Code for our PRICAI 2022 paper:
"Online Learning in Iterated Prisoner's Dilemma to Mimic Human Behavior"
by Baihan Lin (Columbia)*, Djallel Bouneffouf (IBM Research), Guillermo Cecchi (IBM Research).
*Corresponding
For the latest full paper: https://arxiv.org/abs/2006.06580
All the experimental results can be reproduced using the code in this repository. Feel free to contact me by doerlbh@gmail.com if you have any question about our work.
Abstract
As an important psychological and social experiment, the Iterated Prisoner’s Dilemma (IPD) treats the choice to cooperate or defect as an atomic action. We propose to study the behaviors of online learning algorithms in the Iterated Prisoner’s Dilemma (IPD) game, where we investigate the full spectrum of reinforcement learning agents: multi-armed bandits, contextual bandits and reinforcement learning. We evaluate them based on a tournament of iterated prisoner's dilemma where multiple agents can compete in a sequential fashion. This allows us to analyze the dynamics of policies learned by multiple self-interested independent reward-driven agents, and also allows us study the capacity of these algorithms to fit the human behaviors. Results suggest that considering the current situation to make decision is the worst in this kind of social dilemma game. Multiples discoveries on online learning behaviors and clinical validations are stated, as an effort to connect artificial intelligence algorithms with human behaviors and their abnormal states in neuropsychiatric conditions.Prisoner's Dilemma mainly treat the choice to cooperate or defect as an atomic action. We propose to study online learning algorithm behavior in the Iterated Prisoner's Dilemma (IPD) game, where we explored the full spectrum of reinforcement learning agents: multi-armed bandits, contextual bandits and reinforcement learning. We have evaluate them based on a tournament of iterated prisoner's dilemma where multiple agents can compete in a sequential fashion. This allows us to analyze the dynamics of policies learned by multiple self-interested independent reward-driven agents, and also allows us study the capacity of these algorithms to fit the human behaviors. Results suggest that considering the current situation to make decision is the worst in this kind of social dilemma game. Multiples discoveries on online learning behaviors and clinical validations are stated.

[Stored data entries]
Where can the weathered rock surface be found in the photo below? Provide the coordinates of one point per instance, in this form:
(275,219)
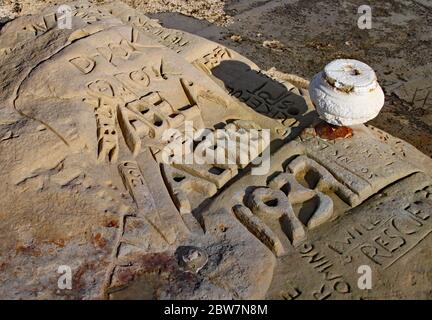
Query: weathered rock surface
(82,114)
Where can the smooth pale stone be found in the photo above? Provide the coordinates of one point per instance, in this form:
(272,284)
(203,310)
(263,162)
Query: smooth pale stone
(346,93)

- QUESTIONS TO ANSWER
• A. Do these statements agree with the code page for the IPD paper? Answer yes or no for each and quote the text's deciding words.
(i) Guillermo Cecchi is the corresponding author.
(ii) The agents studied include contextual bandits.
(iii) The results suggest that considering the current situation when making a decision works best in this kind of game.
• B. From the code page for the IPD paper, set down the passage from "Code for our" up to and including "Cecchi (IBM Research).", word for word.
• C. Answer these questions using the code page for the IPD paper:
(i) Which conference is the paper for?
(ii) Which organization is Djallel Bouneffouf affiliated with?
(iii) In what fashion do multiple agents compete in the tournament?

- PER-TASK ANSWERS
• A.
(i) No: "by Baihan Lin (Columbia)*" and "*Corresponding"
(ii) Yes: "multi-armed bandits, contextual bandits and reinforcement learning"
(iii) No: "Results suggest that considering the current situation to make decision is the worst in this kind of social dilemma game."

• B.
Code for our PRICAI 2022 paper:
"Online Learning in Iterated Prisoner's Dilemma to Mimic Human Behavior"
by Baihan Lin (Columbia)*, Djallel Bouneffouf (IBM Research), Guillermo Cecchi (IBM Research).

• C.
(i) PRICAI 2022
(ii) IBM Research
(iii) In a sequential fashion